**Document extract:**

----

You are here

Up to date Vall database

4 posts / 0 new
Last post
Up to date Vall database
#1

Dear all,

I want to know how to create an up to date vall database (contains all current PDB's structures) used for fragment_picker.
I have downloaded nr.gz from:

ftp://ftp.ncbi.nih.gov/blast/db/FASTA/

Would you please state the next steps/statements to be executed?

What about the Robetta server? which version does it use to create fragments libraries?

Thank you in advance.

Jad

Post Situation: 
Sat, 2013-06-29 10:35
JadAbbass

Take a look at rosetta_tools/fragment_tools/pdb2vall/

Making a Vall is a bit of a black art, though.

Mon, 2013-07-01 10:18
rmoretti

I am curious, which version of VALL Robetta uses for the moment. 

A related question: does the fragment database not play a role in the benchmark of the scoring function, to certain extent?

Thu, 2017-06-08 00:21
attesor

The most up-to-date version of the Vall database is the one we distribute with Rosetta in Rosetta/tools/fragment_tools/vall.jul19.2011.gz -- So that would be based on the PDB as it existed in mid-2011.  I've also heard that for some purposes people actually prefer even older versions of Vall, as the lower numbers of structures in the PDB back then means that you're not "oversampling" structures. (It also helps with benchmarking, as you know the newer structures aren't represented in the older Vall.)

 

The fragment database only has a round-about effect on the scoring function benchmarking. Rosetta doesn't currently use a score term which references statistics from the fragment database. So there's no direct influence of fragments on the scorefunction. The only effect of the fragment set on scoring is due to the coupling of sampling and scoring. Changing the fragment set means the landscape of sampling changes subtly, which can change which terms are important from distinguishing good decoys from poor decoys.

However, typically in benchmarking efforts the fragment set is fixed to a particular version before the different versions of the scorefunction are tested.  Note that it's not just the Vall database which will have an effect on fragment selection. Which algorithms (and algorithm versions) you use for secondary structure prediction and homolog profile assembly will also cause a difference in which fragments you select. If you allow too many parameters to shift, things get overwhelmingly hard to optimize, so typically people benchmarking scorefunctions consider the sampling strategy (including the fragment selection) to be "fixed" and optimize with respect to that fixed version.

Tue, 2017-06-20 09:02
rmoretti

----

**Recorded data:**
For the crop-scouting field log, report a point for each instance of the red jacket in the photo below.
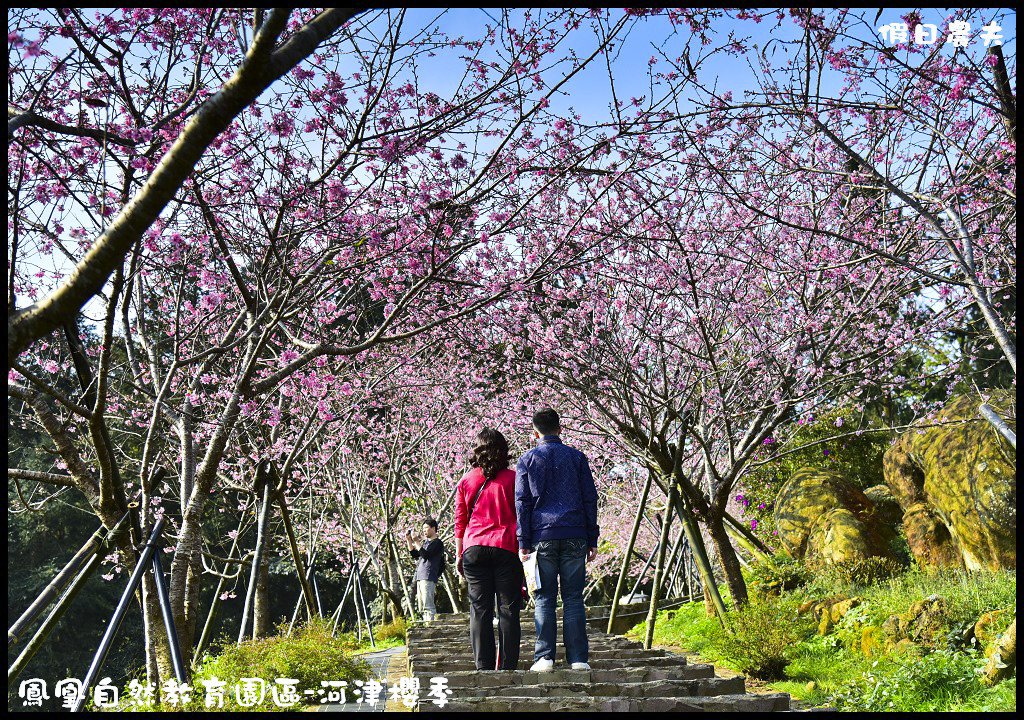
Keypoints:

----

**Task prompt:**
Translate this sentence from the forum thread on the Vall database into Spanish: "Rosetta doesn't currently use a score term which references statistics from the fragment database."

**Result of the exercise:**
Rosetta no utiliza actualmente ningún término de puntuación que haga referencia a estadísticas de la base de datos de fragmentos.